WRITTEN INSTRUCTION: Please print every line from the one containing "draw the outline of trailer" through the last line of the records below, exactly as written and nothing more.

-- Begin STORED ROWS --

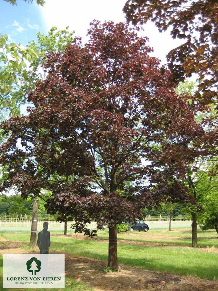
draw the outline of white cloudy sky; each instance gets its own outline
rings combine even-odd
[[[63,29],[69,26],[75,31],[76,35],[85,40],[89,23],[93,19],[102,22],[125,21],[122,9],[125,2],[126,0],[46,0],[44,7],[38,9],[46,30],[52,26]],[[153,23],[144,28],[145,31],[141,32],[141,35],[149,38],[154,56],[165,63],[166,54],[182,43],[181,41],[172,39],[169,32],[160,33]]]

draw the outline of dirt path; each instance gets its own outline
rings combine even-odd
[[[9,242],[7,242],[8,246]],[[0,253],[38,253],[37,250],[19,247],[2,249]],[[12,246],[12,245],[11,245]],[[61,253],[51,250],[50,253]],[[106,262],[65,253],[65,275],[86,283],[94,291],[218,291],[218,282],[197,277],[180,276],[121,265],[118,272],[106,272]]]

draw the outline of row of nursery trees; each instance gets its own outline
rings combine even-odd
[[[1,189],[42,198],[61,220],[73,215],[85,235],[96,235],[91,220],[108,225],[109,267],[117,267],[117,225],[143,219],[145,208],[188,205],[193,246],[198,212],[217,229],[217,7],[186,2],[129,0],[136,26],[94,21],[85,44],[55,28],[25,49],[0,38],[1,106],[12,115],[1,127]],[[137,36],[149,19],[186,42],[168,54],[171,71]],[[176,89],[193,72],[196,90]]]

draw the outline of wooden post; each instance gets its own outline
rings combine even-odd
[[[34,247],[36,245],[36,238],[37,236],[38,205],[38,200],[34,199],[33,200],[33,216],[32,218],[31,233],[30,242],[30,247]]]
[[[196,248],[197,246],[197,212],[192,212],[192,246]]]
[[[169,212],[169,230],[171,231],[172,230],[171,228],[171,223],[172,220],[172,212],[171,211]]]
[[[64,234],[65,236],[67,235],[67,221],[65,220],[64,222]]]

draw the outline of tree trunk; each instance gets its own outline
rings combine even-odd
[[[35,247],[36,245],[36,238],[37,236],[38,205],[38,200],[34,199],[33,200],[33,217],[32,219],[31,233],[30,241],[30,246],[32,247]]]
[[[108,246],[108,267],[117,269],[117,226],[109,228]]]
[[[197,213],[192,212],[192,246],[197,247]]]
[[[169,230],[171,231],[171,222],[172,220],[172,212],[170,211],[169,212]]]
[[[67,221],[65,221],[64,222],[64,234],[65,236],[67,235]]]

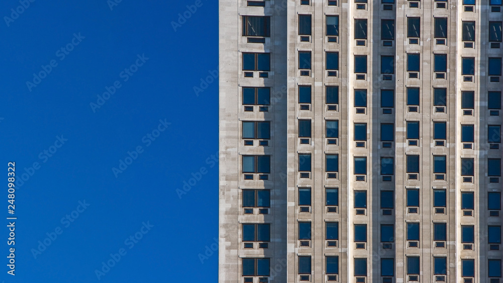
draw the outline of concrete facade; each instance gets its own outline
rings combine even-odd
[[[502,222],[500,205],[492,200],[501,201],[503,114],[500,95],[499,108],[489,97],[501,91],[501,66],[494,73],[489,60],[503,57],[498,26],[503,8],[466,0],[355,2],[219,1],[219,282],[503,282],[495,269],[499,262],[500,270],[503,257],[500,231],[498,236],[488,232]],[[310,34],[300,34],[299,18],[306,15]],[[248,25],[248,16],[270,17],[270,35],[246,34],[243,29],[261,26]],[[326,17],[333,16],[338,33],[328,35]],[[410,32],[415,18],[418,30]],[[355,38],[364,22],[355,20],[366,20],[365,38]],[[394,21],[392,39],[382,37],[383,20]],[[463,31],[472,22],[472,38]],[[305,52],[310,52],[310,66],[301,69]],[[338,52],[337,67],[327,69],[333,52]],[[270,69],[244,69],[243,54],[249,53],[270,53]],[[418,70],[410,54],[419,56]],[[355,55],[366,55],[365,72]],[[383,73],[389,57],[383,56],[392,56],[391,72]],[[466,67],[464,58],[470,58],[474,70]],[[310,103],[299,100],[299,86],[310,87]],[[338,101],[327,103],[327,90],[336,86]],[[249,87],[270,88],[270,101],[244,103]],[[418,103],[412,99],[416,89]],[[356,95],[364,90],[362,106]],[[392,103],[383,90],[392,91]],[[310,125],[308,136],[300,136],[305,128],[299,128],[299,121]],[[326,128],[335,121],[337,136]],[[243,121],[269,122],[270,138],[244,137]],[[357,138],[356,127],[364,124],[366,136]],[[390,124],[389,140],[381,131]],[[257,169],[257,158],[254,172],[245,169],[244,158],[264,155],[270,156],[268,172]],[[338,168],[329,172],[327,156],[334,156]],[[365,160],[364,172],[358,172],[363,167],[355,158]],[[334,189],[336,204],[327,199]],[[270,205],[243,205],[249,190],[269,190]],[[299,202],[307,191],[310,205]],[[333,223],[338,235],[328,239],[327,224]],[[303,239],[299,223],[302,229],[310,224]],[[270,225],[269,240],[256,238],[258,226],[250,240],[243,225],[262,224]],[[411,236],[417,225],[418,239]],[[364,240],[355,225],[358,231],[366,226]],[[382,238],[383,225],[393,226],[393,239]],[[472,227],[473,241],[467,232]],[[304,272],[309,257],[310,271]],[[330,273],[326,261],[333,257],[338,268]],[[265,273],[263,259],[269,264]],[[383,264],[392,259],[389,273]]]

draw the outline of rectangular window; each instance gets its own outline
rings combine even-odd
[[[367,107],[367,90],[355,90],[355,107]]]
[[[367,55],[355,55],[355,73],[367,74]]]
[[[310,256],[299,256],[299,274],[311,274]]]
[[[407,17],[407,37],[419,37],[421,26],[420,18]]]
[[[433,122],[433,138],[434,139],[446,139],[447,138],[447,126],[446,122]]]
[[[326,270],[327,274],[339,274],[339,257],[328,256],[325,257],[326,260]]]
[[[325,229],[326,240],[339,239],[339,222],[325,222]]]
[[[311,15],[299,15],[299,35],[311,35]]]
[[[473,225],[461,226],[461,243],[470,244],[474,243],[475,229]]]
[[[395,74],[394,56],[381,56],[381,74]]]
[[[434,207],[445,207],[447,204],[445,190],[433,190],[433,206]]]
[[[327,120],[325,122],[325,135],[328,138],[339,137],[339,121],[337,120]]]
[[[461,109],[473,109],[475,106],[475,92],[461,91]]]
[[[475,58],[473,57],[461,58],[461,75],[475,75]]]
[[[339,87],[327,86],[325,88],[325,99],[327,104],[339,104]]]
[[[434,54],[433,57],[434,60],[433,72],[447,72],[447,54]]]
[[[243,53],[243,70],[271,70],[271,53]]]
[[[355,224],[355,242],[367,242],[367,224]]]
[[[392,157],[381,158],[381,175],[393,175],[394,171]]]
[[[242,259],[243,276],[269,276],[270,258]]]
[[[339,69],[339,52],[326,52],[326,69]]]
[[[271,173],[270,155],[243,155],[243,173]]]
[[[419,173],[418,155],[407,155],[407,173]]]
[[[367,157],[355,157],[355,174],[367,175]]]
[[[419,275],[419,257],[407,257],[407,274]]]
[[[243,224],[243,242],[269,242],[270,224]]]
[[[339,155],[338,154],[325,154],[326,172],[339,172]]]
[[[269,37],[271,36],[271,17],[243,16],[243,35]]]
[[[435,18],[435,38],[447,38],[447,18]]]
[[[242,90],[243,105],[269,105],[271,104],[270,88],[243,87]]]
[[[299,68],[311,69],[311,51],[299,51]]]
[[[419,105],[419,88],[407,88],[407,105]]]
[[[243,138],[269,139],[271,138],[270,122],[243,121]]]
[[[337,206],[339,205],[339,189],[337,188],[325,189],[325,204]]]
[[[271,206],[270,190],[243,190],[243,207],[269,207]]]
[[[501,75],[501,58],[499,57],[489,58],[489,76]]]
[[[311,205],[311,188],[299,188],[299,205]]]
[[[393,243],[394,242],[394,231],[392,224],[381,224],[381,242]]]
[[[355,39],[367,39],[367,19],[355,19]]]
[[[339,16],[326,16],[326,35],[338,36],[339,35]]]
[[[311,86],[299,86],[299,103],[311,104]]]
[[[463,41],[475,41],[475,22],[463,21],[461,38]]]
[[[381,39],[383,40],[395,39],[394,20],[381,20]]]
[[[407,54],[407,72],[419,72],[420,54]]]

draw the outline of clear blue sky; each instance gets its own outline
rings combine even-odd
[[[31,1],[0,4],[0,282],[216,282],[217,2]]]

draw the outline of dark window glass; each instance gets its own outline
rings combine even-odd
[[[433,56],[435,60],[433,72],[447,72],[447,54],[435,54]]]
[[[299,256],[299,274],[311,274],[311,256]]]
[[[447,18],[435,18],[435,38],[447,38]]]
[[[393,40],[395,39],[395,20],[381,20],[381,39]]]
[[[464,57],[461,58],[461,75],[475,75],[475,58]]]
[[[339,104],[339,87],[338,86],[327,86],[325,88],[325,99],[327,104]]]
[[[461,226],[461,243],[473,243],[475,239],[475,230],[473,226]]]
[[[326,172],[339,171],[339,156],[337,154],[326,154]]]
[[[489,76],[501,75],[501,58],[489,58]]]
[[[355,73],[367,74],[367,55],[355,55]]]
[[[461,209],[473,209],[473,192],[461,192]]]
[[[501,175],[501,160],[500,158],[487,159],[487,176],[497,176]]]
[[[355,90],[355,107],[367,107],[367,90]]]
[[[299,68],[311,69],[311,51],[299,51]]]
[[[339,52],[326,52],[326,69],[339,69]]]
[[[367,140],[367,123],[355,123],[355,140]]]
[[[339,222],[325,222],[326,240],[339,239]]]
[[[433,105],[435,106],[445,106],[447,102],[447,89],[438,88],[433,89]]]
[[[475,22],[463,21],[462,39],[463,41],[475,41]]]
[[[367,19],[355,19],[355,39],[367,39]]]
[[[355,174],[367,175],[366,157],[355,157]]]
[[[299,222],[299,240],[311,240],[310,222]]]
[[[463,91],[461,92],[461,109],[473,109],[475,106],[475,92]]]
[[[339,137],[339,121],[337,120],[327,120],[326,135],[327,137]]]
[[[381,208],[392,208],[394,203],[393,191],[381,191]]]
[[[407,72],[419,72],[419,54],[407,54]]]
[[[327,205],[339,205],[339,189],[337,188],[325,189],[325,197]]]
[[[417,121],[407,122],[407,138],[418,139],[419,138],[419,122]]]
[[[355,208],[367,208],[367,191],[355,191]]]
[[[299,103],[311,103],[311,86],[299,86]]]
[[[445,122],[433,122],[433,138],[445,139],[447,138],[447,123]]]
[[[355,242],[367,242],[367,224],[355,224]]]
[[[326,35],[339,35],[339,16],[326,16]]]
[[[407,18],[407,37],[419,37],[421,22],[420,18]]]
[[[412,207],[419,206],[419,190],[407,189],[407,206]]]
[[[382,243],[393,243],[394,242],[394,229],[392,224],[382,224],[381,225],[381,242]]]
[[[445,207],[447,203],[445,190],[433,190],[433,206]]]
[[[419,105],[419,88],[407,88],[407,105]]]
[[[311,15],[299,15],[299,34],[311,35]]]
[[[311,205],[311,188],[299,188],[299,205]]]
[[[419,257],[407,257],[407,274],[419,274]]]
[[[394,56],[381,56],[381,74],[395,74]]]

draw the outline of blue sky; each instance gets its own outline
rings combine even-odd
[[[217,2],[115,1],[0,4],[0,281],[217,281]]]

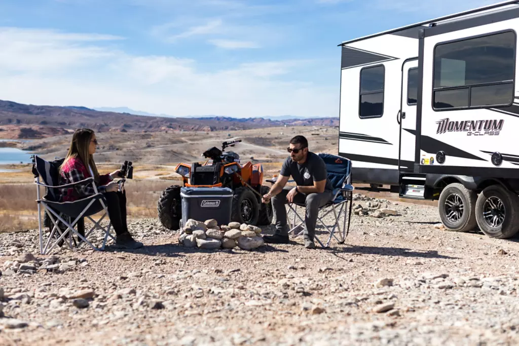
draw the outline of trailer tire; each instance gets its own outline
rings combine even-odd
[[[438,211],[445,228],[453,232],[468,232],[475,228],[476,199],[475,192],[459,183],[444,188],[438,200]]]
[[[178,185],[170,186],[162,191],[157,202],[157,212],[160,223],[173,231],[179,229],[182,218],[181,188]]]
[[[488,237],[513,237],[519,231],[519,197],[501,185],[485,188],[476,201],[476,220]]]

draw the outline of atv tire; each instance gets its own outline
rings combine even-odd
[[[233,196],[231,221],[256,226],[260,217],[260,205],[254,193],[248,187],[239,187]]]
[[[180,188],[178,185],[170,186],[162,191],[157,203],[159,219],[162,226],[171,230],[179,229],[182,218]]]
[[[268,186],[262,186],[261,195],[266,195],[270,190]],[[274,216],[274,210],[272,207],[272,201],[267,204],[262,203],[260,204],[260,218],[258,220],[258,226],[266,226],[272,224],[272,219]]]

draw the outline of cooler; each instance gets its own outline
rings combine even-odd
[[[228,187],[182,187],[182,225],[194,219],[203,222],[215,219],[218,225],[230,222],[233,190]]]

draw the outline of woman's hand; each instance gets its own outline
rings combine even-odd
[[[114,179],[114,178],[118,177],[119,173],[120,173],[120,172],[121,172],[120,170],[117,170],[117,171],[115,171],[114,172],[113,172],[111,173],[110,173],[110,176],[112,177],[112,179]]]
[[[112,182],[106,185],[107,192],[116,192],[119,191],[119,184],[115,182]]]

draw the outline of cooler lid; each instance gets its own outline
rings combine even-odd
[[[228,187],[182,187],[180,189],[182,196],[187,197],[232,196],[233,190]]]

-- End STORED ROWS --

ANSWER TO THIS TASK:
draw the outline of trailer tire; each instance gets its own outline
rings combine even-odd
[[[438,211],[445,228],[453,232],[468,232],[475,228],[476,199],[475,192],[459,183],[444,188],[438,200]]]
[[[178,185],[170,186],[162,191],[157,202],[157,212],[160,223],[173,231],[179,229],[182,218],[181,188]]]
[[[488,237],[513,237],[519,231],[519,197],[501,185],[485,188],[476,201],[476,220]]]

draw the outline of atv tire; each instance gets its own outline
rings combine even-odd
[[[233,196],[231,221],[256,226],[260,217],[260,205],[254,193],[248,187],[239,187]]]
[[[180,188],[178,185],[170,186],[162,191],[157,203],[159,219],[162,226],[171,230],[179,229],[182,218]]]
[[[268,186],[262,186],[261,195],[266,195],[270,190]],[[274,216],[274,210],[272,207],[272,201],[267,204],[262,203],[260,204],[260,218],[258,220],[258,226],[266,226],[272,224],[272,219]]]

draw the outline of cooler; each instance gets its own outline
rings combine even-odd
[[[228,187],[182,187],[182,225],[194,219],[203,222],[215,219],[218,225],[230,222],[233,190]]]

draw the outline of woman's hand; each instance gets its own outline
rings combine even-odd
[[[114,179],[114,178],[118,177],[119,173],[120,173],[120,172],[121,172],[120,170],[117,170],[117,171],[115,171],[114,172],[113,172],[111,173],[110,173],[110,176],[112,177],[112,179]]]
[[[112,182],[106,185],[107,192],[116,192],[119,191],[119,184],[115,182]]]

draw the outline of cooler lid; each instance gets its own outline
rings combine even-odd
[[[228,187],[182,187],[180,189],[182,196],[187,197],[232,196],[233,190]]]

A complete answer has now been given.